I'm trying to set up some "advanced" (for me, anyway) routing on some of
my machines (Linux 2.4.21, with all the standard kernel QoS stuff
enabled), and I'm trying to figure out how to go about emitting a source
quench ICMP message to a host that is using what I (or my routing rules)
consider to be an "unfair" amount of bandwidth.
Dropping packets is not an option - by the time the router gets the
packet, the data is already paid for. If the router ends up dropping
packets using any of the RED style ingres filters, I'm wasting time and
money (it's only a 33kbps link, after all!).  I'd much prefer to be able
to send source quench packets when my queues approach say 50% or 75%
capacity. An extra ICMP message or two is much cheaper than dropping
data-laden packets (African *or* European).
I've tried Google, and it gives me lots of pages describing what a Source
Quench message *is*, but nothing I've found (not even on LARTC!) gives me
any indication of whether it's possible to do what I want to do.

Your task
Print the entire passage above about sending ICMP source quench messages from a Linux router, word for word.

Supplied records
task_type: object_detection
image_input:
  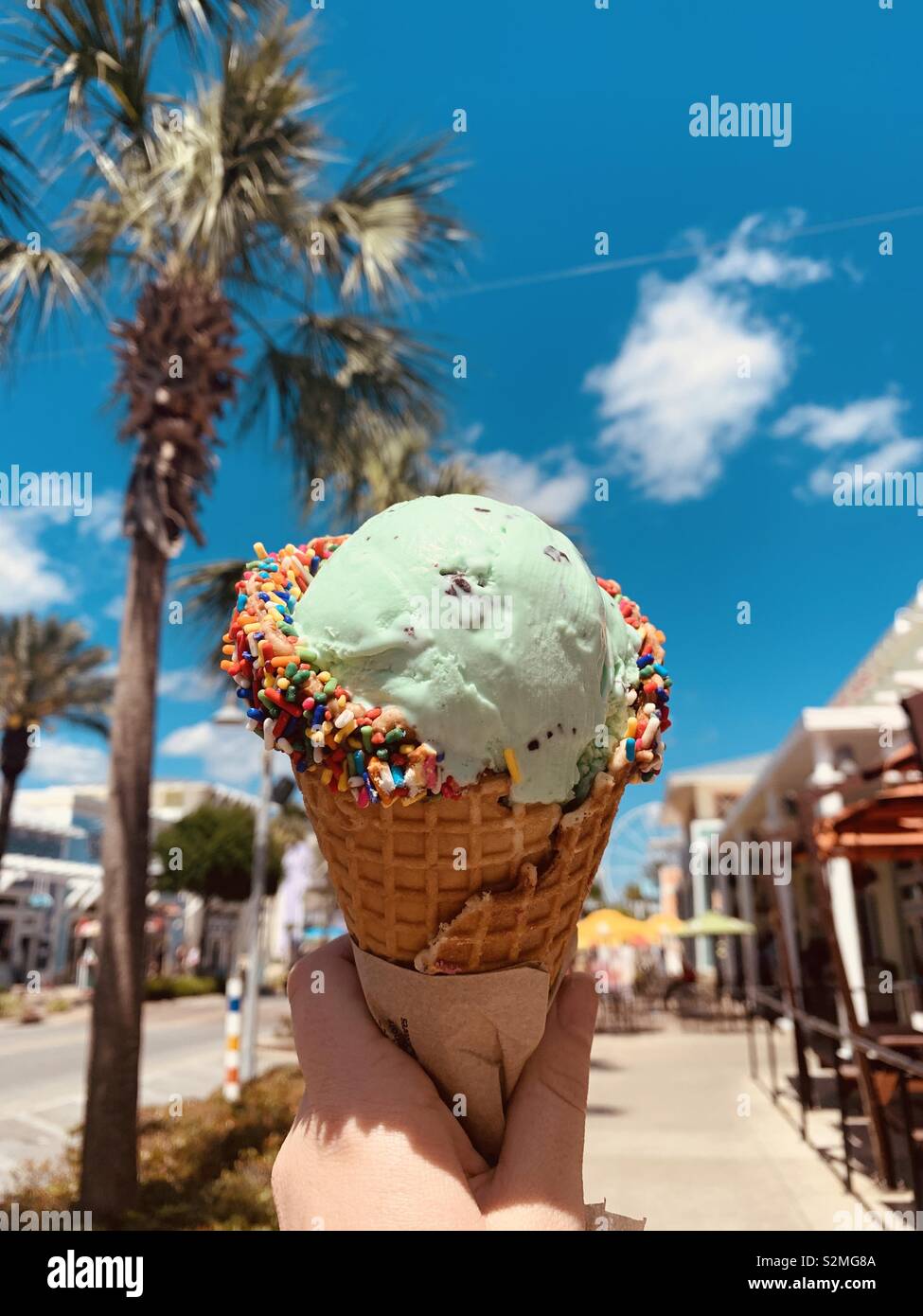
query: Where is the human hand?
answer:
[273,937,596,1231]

* * *

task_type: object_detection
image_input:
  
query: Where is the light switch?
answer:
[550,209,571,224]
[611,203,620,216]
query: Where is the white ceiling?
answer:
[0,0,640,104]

Solution to this exercise
I'm trying to set up some "advanced" (for me, anyway) routing on some of
my machines (Linux 2.4.21, with all the standard kernel QoS stuff
enabled), and I'm trying to figure out how to go about emitting a source
quench ICMP message to a host that is using what I (or my routing rules)
consider to be an "unfair" amount of bandwidth.
Dropping packets is not an option - by the time the router gets the
packet, the data is already paid for. If the router ends up dropping
packets using any of the RED style ingres filters, I'm wasting time and
money (it's only a 33kbps link, after all!).  I'd much prefer to be able
to send source quench packets when my queues approach say 50% or 75%
capacity. An extra ICMP message or two is much cheaper than dropping
data-laden packets (African *or* European).
I've tried Google, and it gives me lots of pages describing what a Source
Quench message *is*, but nothing I've found (not even on LARTC!) gives me
any indication of whether it's possible to do what I want to do.